* [TASK MATERIAL]
= Beginning of Section =

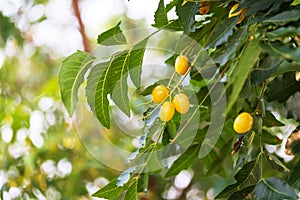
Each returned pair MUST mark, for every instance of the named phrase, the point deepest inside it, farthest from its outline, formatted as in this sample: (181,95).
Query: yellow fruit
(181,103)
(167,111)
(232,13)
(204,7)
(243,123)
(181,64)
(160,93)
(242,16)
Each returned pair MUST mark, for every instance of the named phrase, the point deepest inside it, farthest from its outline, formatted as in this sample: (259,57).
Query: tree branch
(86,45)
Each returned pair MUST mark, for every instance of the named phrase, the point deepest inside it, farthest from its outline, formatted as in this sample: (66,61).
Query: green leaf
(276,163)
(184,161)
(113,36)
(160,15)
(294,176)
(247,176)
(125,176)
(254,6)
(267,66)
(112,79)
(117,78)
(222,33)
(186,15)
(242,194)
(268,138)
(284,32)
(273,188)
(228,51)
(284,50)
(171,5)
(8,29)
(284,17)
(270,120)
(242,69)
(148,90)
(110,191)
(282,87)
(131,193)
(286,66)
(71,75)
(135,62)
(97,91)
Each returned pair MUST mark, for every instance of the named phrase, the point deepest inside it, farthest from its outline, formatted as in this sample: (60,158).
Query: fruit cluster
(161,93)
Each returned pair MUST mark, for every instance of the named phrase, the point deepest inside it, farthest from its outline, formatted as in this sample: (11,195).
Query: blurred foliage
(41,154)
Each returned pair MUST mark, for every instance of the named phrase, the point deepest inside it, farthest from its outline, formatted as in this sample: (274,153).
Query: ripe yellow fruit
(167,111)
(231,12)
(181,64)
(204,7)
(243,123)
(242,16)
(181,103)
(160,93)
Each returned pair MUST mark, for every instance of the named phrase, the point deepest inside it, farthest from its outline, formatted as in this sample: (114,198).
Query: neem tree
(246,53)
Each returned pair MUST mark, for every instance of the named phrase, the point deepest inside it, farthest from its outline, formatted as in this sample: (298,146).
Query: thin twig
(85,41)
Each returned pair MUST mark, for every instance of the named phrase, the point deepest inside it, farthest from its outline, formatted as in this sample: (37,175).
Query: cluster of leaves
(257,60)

= End of Section =
= Beginning of Section =

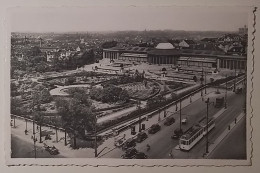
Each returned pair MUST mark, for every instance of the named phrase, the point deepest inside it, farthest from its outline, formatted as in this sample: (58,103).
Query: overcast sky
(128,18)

= End of Section =
= Beginning of Section =

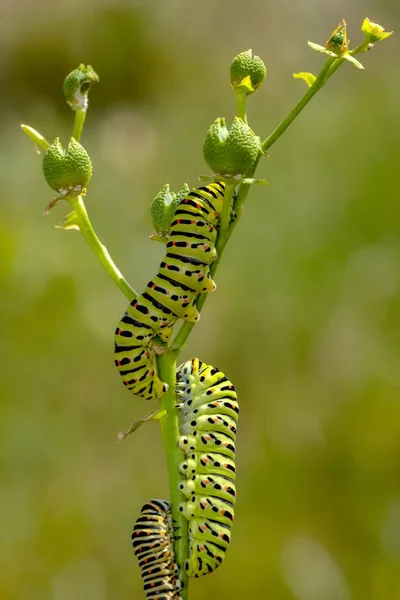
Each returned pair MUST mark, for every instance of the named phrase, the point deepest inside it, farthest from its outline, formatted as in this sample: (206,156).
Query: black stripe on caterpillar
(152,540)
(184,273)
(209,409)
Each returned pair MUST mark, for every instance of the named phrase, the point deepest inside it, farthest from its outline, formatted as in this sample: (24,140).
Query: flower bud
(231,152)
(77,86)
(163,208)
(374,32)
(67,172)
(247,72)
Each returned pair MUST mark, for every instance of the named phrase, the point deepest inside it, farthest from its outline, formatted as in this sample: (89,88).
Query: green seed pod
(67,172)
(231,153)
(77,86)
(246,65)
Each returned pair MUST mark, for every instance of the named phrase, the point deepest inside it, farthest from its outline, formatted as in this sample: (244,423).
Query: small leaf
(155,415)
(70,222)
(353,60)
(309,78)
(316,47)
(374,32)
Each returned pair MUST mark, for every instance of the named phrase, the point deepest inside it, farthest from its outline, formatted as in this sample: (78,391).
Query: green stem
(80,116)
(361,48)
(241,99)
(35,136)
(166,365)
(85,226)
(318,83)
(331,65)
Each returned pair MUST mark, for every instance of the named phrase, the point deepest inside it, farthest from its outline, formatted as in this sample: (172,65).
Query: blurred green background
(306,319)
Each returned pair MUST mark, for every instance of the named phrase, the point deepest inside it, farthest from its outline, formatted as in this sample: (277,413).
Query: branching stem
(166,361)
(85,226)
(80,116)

= End of Section =

* [WHAT YOU ARE ASKED TO DO]
Wherever the line holding "this sample: (206,156)." falls in the entries above, copy exactly from it through the line holding "this sample: (89,88).", inclusive, and add nothing.

* [YOUR RESPONSE]
Each returned pair MUST mark, for every instance of the named phrase, the point deepest inside it, farthest from its outline, formatted as in this sample: (206,156).
Query: black stripe on caterpillar
(152,540)
(184,273)
(209,409)
Each returned pair MUST mark, for every instance of the named phrase, the point deepest inside it, farthest from its outline, formatted as in this sample: (24,140).
Query: flower bud
(231,152)
(77,86)
(163,208)
(374,32)
(67,172)
(247,72)
Each returned pair MUST mark, for every instance of the named phrase, the point deepest inside it, farthest from its outline, formatted as in this sample: (89,88).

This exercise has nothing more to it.